Required actions:
(1) List the things that the passage on museums and social justice below says threaten our existence at the moment.
(2) Carry on the passage on museums and social justice below, starting right after its last sentence.

Exhibitions for Social Justice is focused specifically on what takes place in the gallery, although I provide context about the way in which the whole museum functions. I look at the history, present, and future of inclusion, welcoming, sharing authority, and participation, and I offer some tools to help museums to live up to their responsibilities to all of their stakeholders. But the primary focus is curatorial work, including all of the many different types of work by educators and designers, that goes into the visitor’s experience in the gallery. In particular, the book delves deeply into exploring how curatorial practices can make the most of the natural tendencies of our bodies and brains to support goals for social justice – more equitably distributing risks and rewards in our societies. For example, if we’re interested in visitors being moved to take action or work for change after their visits, then several conditions must be met first. The visitor must have a memorable experience. So, I examine the ways in which we can use exhibitions to create deep, long-lasting memories. The visitor must also feel a kinship with others and wish to explore that feeling in the world beyond the exhibition. So, I offer ideas for building empathy and then moving visitors from empathy to solidarity. If there are opportunities to act within the exhibition, shortly before or after visiting, or even long after the visit, and those opportunities are properly scaffolded for the visitor, they will have the greatest success. Perhaps the visitor will even engage further with a given area of interest. 

Ever since working on The African Presence in México at the National Museum of Mexican Art in Chicago, I have been captivated by the idea that museums are a tremendous force that can help us create the just societies that we need to live sustainably on the planet. At the moment, deep socio-political divisions, racist words and actions, and extreme environmental injustice threaten our existence. Prior to beginning work on the book in 2016, I had spent more than fifteen years following the changes that have moved the museum world in general and curatorial work in particular towards a more equitable purpose and structure. I knew that the question was no longer whether or not museums could work for social justice. Many excellent scholars and grassroots educators alike have demonstrated that they can and do. Rather, the question I wanted to address was how can we do more of this work and do it more effectively. How can we harness the power of our cultural landscape to move society away from white supremacy, exploitation, and greed toward prosocial, inclusive, sustainable, feminist ideas and practices?

A data block:

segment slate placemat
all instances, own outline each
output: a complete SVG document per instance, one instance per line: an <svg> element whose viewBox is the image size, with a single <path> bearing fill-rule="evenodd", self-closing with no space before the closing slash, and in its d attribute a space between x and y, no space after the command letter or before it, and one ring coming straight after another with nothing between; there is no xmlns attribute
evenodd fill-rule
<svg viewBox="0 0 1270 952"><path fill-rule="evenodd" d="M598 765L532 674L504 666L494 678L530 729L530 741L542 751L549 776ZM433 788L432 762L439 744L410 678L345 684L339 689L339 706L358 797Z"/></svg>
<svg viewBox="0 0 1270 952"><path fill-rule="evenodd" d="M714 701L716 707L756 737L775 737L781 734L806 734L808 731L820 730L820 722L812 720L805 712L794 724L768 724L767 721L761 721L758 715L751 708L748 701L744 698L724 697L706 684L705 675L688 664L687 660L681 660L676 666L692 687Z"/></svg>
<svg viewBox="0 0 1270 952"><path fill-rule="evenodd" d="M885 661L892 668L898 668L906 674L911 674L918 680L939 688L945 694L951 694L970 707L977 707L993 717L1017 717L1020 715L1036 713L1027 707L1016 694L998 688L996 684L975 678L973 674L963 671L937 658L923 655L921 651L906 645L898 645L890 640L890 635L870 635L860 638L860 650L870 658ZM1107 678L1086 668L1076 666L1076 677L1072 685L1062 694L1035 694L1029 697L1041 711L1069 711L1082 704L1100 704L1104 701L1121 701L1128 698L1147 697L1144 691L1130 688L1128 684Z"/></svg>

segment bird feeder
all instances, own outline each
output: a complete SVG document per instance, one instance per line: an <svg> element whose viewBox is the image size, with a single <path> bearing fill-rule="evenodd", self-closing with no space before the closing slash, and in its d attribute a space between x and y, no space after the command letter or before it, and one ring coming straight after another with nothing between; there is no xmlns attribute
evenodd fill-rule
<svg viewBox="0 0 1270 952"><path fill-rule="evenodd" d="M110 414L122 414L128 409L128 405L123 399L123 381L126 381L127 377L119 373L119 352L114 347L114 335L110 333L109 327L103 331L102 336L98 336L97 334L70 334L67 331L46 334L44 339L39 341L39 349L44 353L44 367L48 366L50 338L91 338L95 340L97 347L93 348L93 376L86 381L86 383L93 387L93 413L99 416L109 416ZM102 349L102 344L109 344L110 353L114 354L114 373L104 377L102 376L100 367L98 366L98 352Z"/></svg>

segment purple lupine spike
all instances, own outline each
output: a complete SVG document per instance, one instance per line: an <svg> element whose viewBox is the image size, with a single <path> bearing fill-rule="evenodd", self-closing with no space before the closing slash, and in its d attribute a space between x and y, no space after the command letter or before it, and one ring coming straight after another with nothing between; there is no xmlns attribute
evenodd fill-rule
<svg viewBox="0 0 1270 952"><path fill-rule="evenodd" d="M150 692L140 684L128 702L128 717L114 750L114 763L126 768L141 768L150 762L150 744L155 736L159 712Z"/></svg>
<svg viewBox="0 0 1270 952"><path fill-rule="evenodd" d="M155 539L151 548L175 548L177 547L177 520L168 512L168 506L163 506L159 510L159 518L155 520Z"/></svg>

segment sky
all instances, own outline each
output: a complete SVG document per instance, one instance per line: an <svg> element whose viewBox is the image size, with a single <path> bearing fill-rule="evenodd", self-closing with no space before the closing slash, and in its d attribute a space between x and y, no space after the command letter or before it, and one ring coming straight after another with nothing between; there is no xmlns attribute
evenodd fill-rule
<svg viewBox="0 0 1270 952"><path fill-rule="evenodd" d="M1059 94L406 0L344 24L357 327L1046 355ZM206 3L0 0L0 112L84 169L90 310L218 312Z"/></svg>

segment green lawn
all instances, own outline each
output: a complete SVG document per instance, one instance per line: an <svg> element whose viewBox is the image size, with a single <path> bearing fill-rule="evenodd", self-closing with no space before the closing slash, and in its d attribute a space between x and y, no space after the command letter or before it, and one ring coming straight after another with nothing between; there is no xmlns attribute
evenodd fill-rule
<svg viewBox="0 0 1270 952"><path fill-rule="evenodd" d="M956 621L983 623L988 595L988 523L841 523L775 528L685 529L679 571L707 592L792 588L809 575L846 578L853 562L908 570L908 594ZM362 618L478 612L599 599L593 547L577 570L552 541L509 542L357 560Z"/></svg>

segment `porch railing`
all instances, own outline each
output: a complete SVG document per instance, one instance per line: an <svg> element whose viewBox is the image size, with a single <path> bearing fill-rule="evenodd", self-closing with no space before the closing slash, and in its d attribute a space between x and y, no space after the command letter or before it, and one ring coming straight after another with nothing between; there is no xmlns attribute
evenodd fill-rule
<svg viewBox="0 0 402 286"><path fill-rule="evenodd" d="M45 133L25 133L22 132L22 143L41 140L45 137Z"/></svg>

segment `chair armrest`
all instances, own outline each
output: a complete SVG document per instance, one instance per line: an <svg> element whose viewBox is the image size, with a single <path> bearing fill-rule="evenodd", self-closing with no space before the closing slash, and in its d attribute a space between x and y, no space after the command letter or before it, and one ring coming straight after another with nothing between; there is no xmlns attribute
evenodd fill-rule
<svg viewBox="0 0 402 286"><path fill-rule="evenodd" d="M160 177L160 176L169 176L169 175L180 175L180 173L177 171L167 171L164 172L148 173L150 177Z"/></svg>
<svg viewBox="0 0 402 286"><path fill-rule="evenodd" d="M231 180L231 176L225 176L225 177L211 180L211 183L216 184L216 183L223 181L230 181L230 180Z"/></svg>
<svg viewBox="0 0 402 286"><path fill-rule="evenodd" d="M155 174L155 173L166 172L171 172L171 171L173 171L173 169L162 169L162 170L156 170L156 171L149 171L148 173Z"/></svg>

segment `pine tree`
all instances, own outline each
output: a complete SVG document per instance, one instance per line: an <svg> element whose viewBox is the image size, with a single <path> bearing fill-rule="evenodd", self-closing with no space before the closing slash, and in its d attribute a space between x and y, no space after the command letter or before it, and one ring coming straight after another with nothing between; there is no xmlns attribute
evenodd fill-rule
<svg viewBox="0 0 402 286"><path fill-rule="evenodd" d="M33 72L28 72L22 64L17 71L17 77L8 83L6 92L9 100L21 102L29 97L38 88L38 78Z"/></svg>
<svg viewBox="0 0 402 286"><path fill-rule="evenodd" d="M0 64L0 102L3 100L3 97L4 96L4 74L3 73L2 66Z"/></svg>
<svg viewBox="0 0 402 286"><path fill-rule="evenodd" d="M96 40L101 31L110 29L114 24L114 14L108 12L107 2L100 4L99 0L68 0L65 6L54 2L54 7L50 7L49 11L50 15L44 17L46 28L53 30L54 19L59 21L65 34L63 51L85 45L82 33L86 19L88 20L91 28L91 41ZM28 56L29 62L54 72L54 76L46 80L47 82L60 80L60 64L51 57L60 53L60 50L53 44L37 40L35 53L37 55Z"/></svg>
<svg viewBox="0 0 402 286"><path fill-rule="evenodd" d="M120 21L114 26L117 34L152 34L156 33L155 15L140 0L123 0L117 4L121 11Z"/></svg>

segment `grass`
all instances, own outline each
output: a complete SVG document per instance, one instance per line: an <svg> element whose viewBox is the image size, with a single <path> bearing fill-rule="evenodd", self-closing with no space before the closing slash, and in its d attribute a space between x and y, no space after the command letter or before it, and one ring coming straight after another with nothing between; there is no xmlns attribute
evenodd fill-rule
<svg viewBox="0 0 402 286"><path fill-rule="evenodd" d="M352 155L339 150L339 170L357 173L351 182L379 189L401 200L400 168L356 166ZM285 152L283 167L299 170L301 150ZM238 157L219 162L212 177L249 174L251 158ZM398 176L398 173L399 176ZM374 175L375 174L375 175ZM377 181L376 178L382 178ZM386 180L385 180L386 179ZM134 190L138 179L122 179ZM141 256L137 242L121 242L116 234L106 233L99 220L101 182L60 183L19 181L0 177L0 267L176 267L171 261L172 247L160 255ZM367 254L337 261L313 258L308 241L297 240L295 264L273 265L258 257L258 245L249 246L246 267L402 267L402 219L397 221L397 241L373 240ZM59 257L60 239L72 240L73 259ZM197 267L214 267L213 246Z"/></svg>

Answers to the exercise:
(1)
- Deep socio-political divisions
- Racist words and actions
- Extreme environmental injustice

(2)
I developed the book through a hybrid methodology. I used ethnographic methods as I interviewed nearly 80 museum professionals, some several times for several hours each, and researched on-site at numerous museums. More than 20 institutions appear in the book. I completed several months-long research residencies at a small number of museums locally in Chicago and arranged research trips to another cohort. Still another group was kind enough to facilitate my research from a distance. My archival research supplemented and complimented my ethnographic research to provide a fuller picture of institutional practices and operations and to allow the book to be more generalizable to a diverse range of institutions, even with a small sample. 

There are 80,000 museums around the world today, more than the number of Starbuck’s and McDonald’s stores combined (see Gail Lorde and Ngaire Blankenberg’s Museums, Cities, and Soft Power, 2015). Most museums are small. But when we consider that number of organizations, it throws into sharp relief the resources that this set of organizations has to inspire, to educate, to elevate diverse narratives, to make ideological waves, and thought waves that we can all feel and see. Wherever you work, there are opportunities to alter the way that risks and rewards are distributed in society. Put together, Exhibitions for Social Justice and the MASS Action Toolkit offer robust, inspiring, and practical resources for doing this kind of work. You are not alone. You do make a difference. We make the most change when we work together. Inspire your visitors and they will work with you as well.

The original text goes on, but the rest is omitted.